- Provided passage -
Evaluate fine-tuned (FT) vs. base LLaMA-3 model predictions against human
word association data (SWOW val) on a cue-by-cue basis.

This script:
-----------
1. Loads three datasets:
    • Human associations (val.xlsx)
    • Fine-tuned model predictions (80 runs per cue, .xlsx)
    • Base model predictions (80 runs per cue, .xlsx)

2. Normalizes all responses (lowercase, strip, keep only letters).

3. Converts triplets (R1, R2, R3) into a "long" format for counting.

4. Builds frequency distributions for each cue:
    • Human distribution: counts of each unique word from humans
    • FT model distribution: pooled counts over all runs
    • Base model distribution: pooled counts over all runs

5. For each cue, computes:
    • Top-K overlap (K=10): Precision@K, Recall@K, F1@K, Jaccard@K
    • Cosine similarity between full distributions
    • Jensen–Shannon divergence (JSD) between full distributions
    • Spearman rank correlation of shared vocabulary
    • Shannon entropy of each distribution (diversity)
    • Jaccard over ALL unique responses (set overlap, no frequency)

6. Also computes row-level Hit@3:
    • For each model output triplet, check if ≥1 word is in human set.

7. Aggregates results:
    • Macro averages (mean per cue) with bootstrap 95% CIs for FT and Base
    • Δ (FT mean – Base mean) for each metric

8. Outputs:
    • Prints headline macro metrics for quick comparison (covers ALL paired metrics dynamically)
    • Saves full per-cue metrics table to XLSX for deeper analysis
    • Prints sample top-10 lists for first few cues for qualitative inspection

Purpose:
--------
To quantitatively measure how closely each model’s associations match
human associations, both in terms of exact word overlap and in distributional
similarity, enabling a clear comparison between a fine-tuned and a base model.
"""

import os, re, math, json, numpy as np, pandas as pd
from collections import Counter, defaultdict

# ---------- paths (Excel) ----------
HUM_PATH  = os.path.join(BASE_PATH, r"data/final_processed_SWOW_data/val.xlsx")
FT_PATH   = os.path.join(BASE_PATH, r"data/fine_tuned_and_base_models_comparisons/free_associations_task/full_val_ft_merged_model_predictions.xlsx")
BASE_PATH = os.path.join(BASE_PATH, r"data/fine_tuned_and_base_models_comparisons/free_associations_task/llama3_8b_full_val_base_predictions.xlsx")

- Required work -
Carry on the LLaMA-3 word-association evaluation script from its last line. The entries play no part in the work here.

- Information shown -
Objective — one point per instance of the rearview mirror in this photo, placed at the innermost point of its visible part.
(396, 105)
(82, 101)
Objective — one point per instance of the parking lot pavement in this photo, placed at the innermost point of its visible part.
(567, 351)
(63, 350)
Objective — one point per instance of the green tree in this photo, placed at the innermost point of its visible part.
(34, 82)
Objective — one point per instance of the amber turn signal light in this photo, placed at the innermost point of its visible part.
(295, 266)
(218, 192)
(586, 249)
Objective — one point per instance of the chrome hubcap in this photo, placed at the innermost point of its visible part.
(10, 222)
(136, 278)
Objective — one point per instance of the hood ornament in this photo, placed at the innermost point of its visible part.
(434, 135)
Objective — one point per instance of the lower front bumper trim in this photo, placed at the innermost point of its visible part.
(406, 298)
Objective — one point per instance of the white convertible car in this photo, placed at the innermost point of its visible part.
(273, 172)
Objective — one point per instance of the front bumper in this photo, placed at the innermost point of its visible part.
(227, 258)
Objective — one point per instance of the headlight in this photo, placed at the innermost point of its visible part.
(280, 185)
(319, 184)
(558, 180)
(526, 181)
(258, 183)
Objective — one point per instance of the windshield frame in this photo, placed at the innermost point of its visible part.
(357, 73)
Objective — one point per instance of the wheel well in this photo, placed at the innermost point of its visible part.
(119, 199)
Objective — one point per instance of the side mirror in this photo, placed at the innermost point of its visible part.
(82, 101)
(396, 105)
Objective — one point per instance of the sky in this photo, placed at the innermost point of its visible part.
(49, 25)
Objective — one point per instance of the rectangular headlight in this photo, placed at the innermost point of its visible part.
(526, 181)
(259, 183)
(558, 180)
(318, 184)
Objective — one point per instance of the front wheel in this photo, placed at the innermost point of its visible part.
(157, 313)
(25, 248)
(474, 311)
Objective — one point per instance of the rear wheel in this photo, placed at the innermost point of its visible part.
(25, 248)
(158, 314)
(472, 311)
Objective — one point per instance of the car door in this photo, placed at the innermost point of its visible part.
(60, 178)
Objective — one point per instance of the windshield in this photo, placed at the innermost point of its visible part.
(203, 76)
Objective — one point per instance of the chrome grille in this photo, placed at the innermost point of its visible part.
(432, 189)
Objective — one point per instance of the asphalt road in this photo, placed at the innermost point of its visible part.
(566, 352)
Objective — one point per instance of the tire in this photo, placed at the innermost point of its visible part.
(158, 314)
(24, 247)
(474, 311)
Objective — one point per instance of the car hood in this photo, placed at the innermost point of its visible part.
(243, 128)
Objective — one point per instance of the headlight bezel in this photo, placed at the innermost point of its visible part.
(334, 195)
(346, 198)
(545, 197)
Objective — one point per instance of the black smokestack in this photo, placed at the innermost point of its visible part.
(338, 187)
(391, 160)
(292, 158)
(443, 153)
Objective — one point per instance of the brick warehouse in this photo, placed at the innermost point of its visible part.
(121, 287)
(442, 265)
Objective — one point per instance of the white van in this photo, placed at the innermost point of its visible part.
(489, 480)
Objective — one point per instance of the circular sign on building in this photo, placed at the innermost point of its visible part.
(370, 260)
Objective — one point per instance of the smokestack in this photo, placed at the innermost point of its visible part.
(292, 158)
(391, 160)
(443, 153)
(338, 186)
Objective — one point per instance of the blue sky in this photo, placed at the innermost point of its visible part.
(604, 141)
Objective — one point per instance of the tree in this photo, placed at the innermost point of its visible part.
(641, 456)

- Exercise response -
# ---------- helpers ----------
def _norm(w):
    return re.sub(r"[^a-z]", "", str(w).strip().lower())

def melt_triplets(df):
    cols = [c for c in df.columns if c.lower() in {"cue","r1","r2","r3"}]
    df = df[cols].copy()
    df.columns = [c.lower() for c in df.columns]
    for c in ["cue","r1","r2","r3"]:
        df[c] = df[c].map(_norm)
    long = df.melt(id_vars=["cue"], value_vars=["r1","r2","r3"], value_name="resp").dropna()
    long = long[long["resp"] != ""]
    return long

def counts_by_cue(long_df):
    by = defaultdict(Counter)
    for cue, resp in zip(long_df["cue"], long_df["resp"]):
        by[cue][resp] += 1
    return by

def topk_overlap(h_cnt, m_cnt, k=10):
    H = [w for w,_ in h_cnt.most_common(k)]
    M = [w for w,_ in m_cnt.most_common(k)]
    i = len(set(H) & set(M))
    p = i / max(1, len(M))
    r = i / max(1, len(H))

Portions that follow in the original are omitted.